Überführe die folgenden Zeilen in eine JSON-Liste von Zeichenketten mit einem Eintrag pro Zeile und ohne Leerzeilen. Lass die Bilder dabei weg.

··· Angezeigte Zeilen

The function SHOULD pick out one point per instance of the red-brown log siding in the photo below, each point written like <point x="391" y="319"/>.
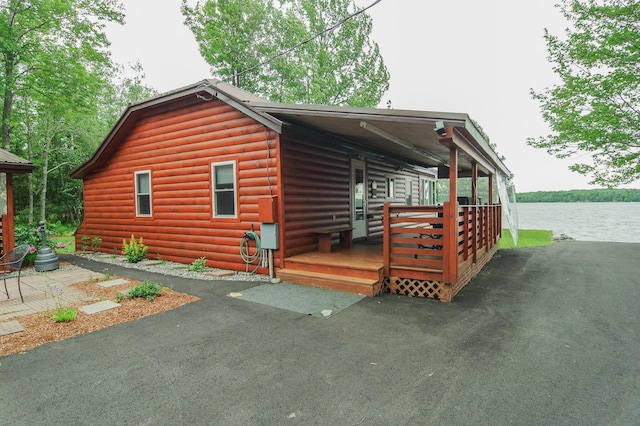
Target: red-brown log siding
<point x="316" y="193"/>
<point x="177" y="142"/>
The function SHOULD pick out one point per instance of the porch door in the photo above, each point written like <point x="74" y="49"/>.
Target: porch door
<point x="358" y="199"/>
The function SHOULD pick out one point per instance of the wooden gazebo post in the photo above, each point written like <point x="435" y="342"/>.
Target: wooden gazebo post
<point x="10" y="164"/>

······

**Ergebnis der Aufgabe**
[
  "The function SHOULD pick out one point per instance of the red-brown log siding in the photo below, each point written like <point x=\"391\" y=\"319\"/>.",
  "Target: red-brown log siding",
  "<point x=\"316\" y=\"193\"/>",
  "<point x=\"177\" y=\"142\"/>",
  "The function SHOULD pick out one point per instance of the porch door in the photo above, each point written like <point x=\"74\" y=\"49\"/>.",
  "Target: porch door",
  "<point x=\"358\" y=\"199\"/>",
  "The function SHOULD pick out one point per instance of the wooden gazebo post in the photo above, each point written like <point x=\"435\" y=\"342\"/>.",
  "Target: wooden gazebo post",
  "<point x=\"10\" y=\"164\"/>"
]